■ **TASK INSTRUCTIONS**
1) Write out the heart disease passage from "Answer to Question 2" up to and including "argumentativeness, and irritability.".
2) According to the heart disease passage, which single element of Type A behavior do researchers now suggest increases risk for CHD?

■ **GIVEN PASSAGE**
^^^^^^^^
Answer to Question 1
Primary prevention focuses on encouraging people to develop positive health behaviors that will help keep them from developing CVD. For instance, public service programs that encourage people to quit smoking, eat well, exercise, monitor their blood pressure, and otherwise improve their health can all be considered primary prevention. Secondary prevention involves treating essential hypertension so that it does not develop into CHD. These attempts fall into two categories: improving health behavior and stress management programs. Tertiary prevention focuses on patients who have already had a cardiac event, such as a myocardial infarction. The goal of tertiary prevention is to prevent or reduce the incidence of recurrence. Examples of tertiary prevention include exercise programs and interventions that teach patients how to respond to stressful interactions with reduced hostility.
Answer to Question 2
Type A behavior is characterized as a time-urgent, hostile, competitive, impatient, and achievement-oriented style of responding to challenges. The classification of Type A behavior has predicted CHD in several prospective studies; however, other studies have failed to support these findings. Researchers now suggest that only one element of Type A behavior increases risk for CHD, and that element is hostility. One study found that three items reliably predicted death among men who had a history of CHD or hypertension: ease with which anger was aroused, argumentativeness, and irritability.
^^^^^^^^
■ **DATA EXTRACT**
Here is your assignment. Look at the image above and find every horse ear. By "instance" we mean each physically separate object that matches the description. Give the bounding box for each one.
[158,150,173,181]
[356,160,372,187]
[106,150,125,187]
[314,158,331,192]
^^^^^^^^
■ **RESPONSES BY ITEM NUMBER**
1)
Answer to Question 2
Type A behavior is characterized as a time-urgent, hostile, competitive, impatient, and achievement-oriented style of responding to challenges. The classification of Type A behavior has predicted CHD in several prospective studies; however, other studies have failed to support these findings. Researchers now suggest that only one element of Type A behavior increases risk for CHD, and that element is hostility. One study found that three items reliably predicted death among men who had a history of CHD or hypertension: ease with which anger was aroused, argumentativeness, and irritability.

2) Hostility.